====== Materials provided
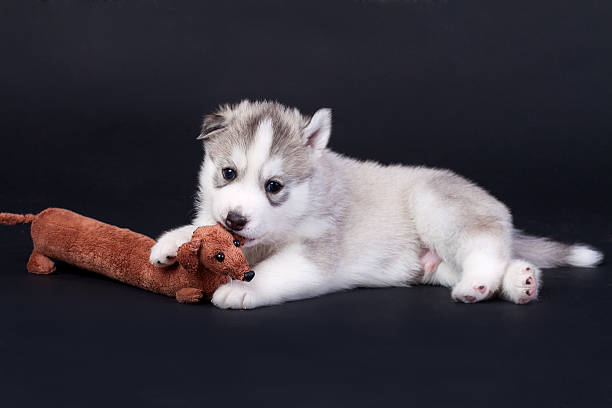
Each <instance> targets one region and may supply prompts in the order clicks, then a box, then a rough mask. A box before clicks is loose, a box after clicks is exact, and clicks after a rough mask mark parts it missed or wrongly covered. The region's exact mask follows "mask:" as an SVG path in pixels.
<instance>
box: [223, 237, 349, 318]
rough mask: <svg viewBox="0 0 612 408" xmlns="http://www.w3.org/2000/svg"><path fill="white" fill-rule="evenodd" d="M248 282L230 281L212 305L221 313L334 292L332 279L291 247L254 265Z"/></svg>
mask: <svg viewBox="0 0 612 408" xmlns="http://www.w3.org/2000/svg"><path fill="white" fill-rule="evenodd" d="M253 269H254V271H255V278H254V279H253V280H252V281H251V282H248V283H247V282H242V281H235V280H233V281H230V282H229V283H227V284H225V285H223V286H221V287H219V289H217V290H216V291H215V293H214V294H213V297H212V303H213V304H214V305H215V306H217V307H220V308H223V309H228V308H229V309H252V308H255V307H260V306H266V305H273V304H278V303H282V302H285V301H289V300H297V299H304V298H310V297H313V296H318V295H322V294H325V293H329V292H331V291H333V290H337V289H339V288H337V287H336V286H335V284H334V281H333V279H330V277H329V276H325V274H324V273H323V271H322V270H321V269H320V268H319V267H318V266H317V265H316V264H315V263H314V262H312V261H311V260H310V259H308V257H307V256H306V255H305V252H304V250H303V247H302V245H300V244H292V245H289V246H288V247H286V248H284V249H281V250H280V251H279V252H277V253H276V254H274V255H272V256H270V257H269V258H267V259H266V260H264V261H262V262H261V263H259V264H257V265H256V266H255V267H254V268H253Z"/></svg>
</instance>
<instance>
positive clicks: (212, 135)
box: [198, 112, 228, 140]
mask: <svg viewBox="0 0 612 408" xmlns="http://www.w3.org/2000/svg"><path fill="white" fill-rule="evenodd" d="M227 124H228V120H227V117H226V116H225V115H224V114H222V113H220V112H215V113H211V114H209V115H206V116H204V121H203V122H202V131H201V132H200V135H199V136H198V140H206V139H208V138H209V137H211V136H214V135H215V134H216V133H218V132H219V131H221V130H223V129H225V128H226V127H227Z"/></svg>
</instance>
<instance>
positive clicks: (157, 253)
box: [149, 238, 181, 268]
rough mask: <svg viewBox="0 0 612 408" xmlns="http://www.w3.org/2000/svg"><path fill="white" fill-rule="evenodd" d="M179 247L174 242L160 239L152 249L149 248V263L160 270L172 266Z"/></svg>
mask: <svg viewBox="0 0 612 408" xmlns="http://www.w3.org/2000/svg"><path fill="white" fill-rule="evenodd" d="M179 246H181V244H179V243H178V242H176V241H174V240H169V239H163V238H162V239H160V240H159V241H158V242H157V243H156V244H155V245H153V248H151V255H150V256H149V262H151V263H152V264H153V265H155V266H159V267H160V268H163V267H166V266H169V265H172V264H173V263H175V262H176V252H177V251H178V248H179Z"/></svg>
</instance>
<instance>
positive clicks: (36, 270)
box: [27, 250, 55, 275]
============
Task to carry out:
Starting at the top of the listing and ending with the line that has "box: [223, 237, 349, 318]", write those lines out again with "clicks" replaced by "points" and nothing else changed. Leave the picture out.

Response area:
Each <instance> targets one region and may supply prompts in the order points, then a box, then a rough mask. A box before points is loose, a box after points is exact, and points after a rough mask mark parts it missed or wrongly covered. The region's exact mask follows "mask:" as an SVG path in pixels.
<instance>
box: [223, 237, 349, 318]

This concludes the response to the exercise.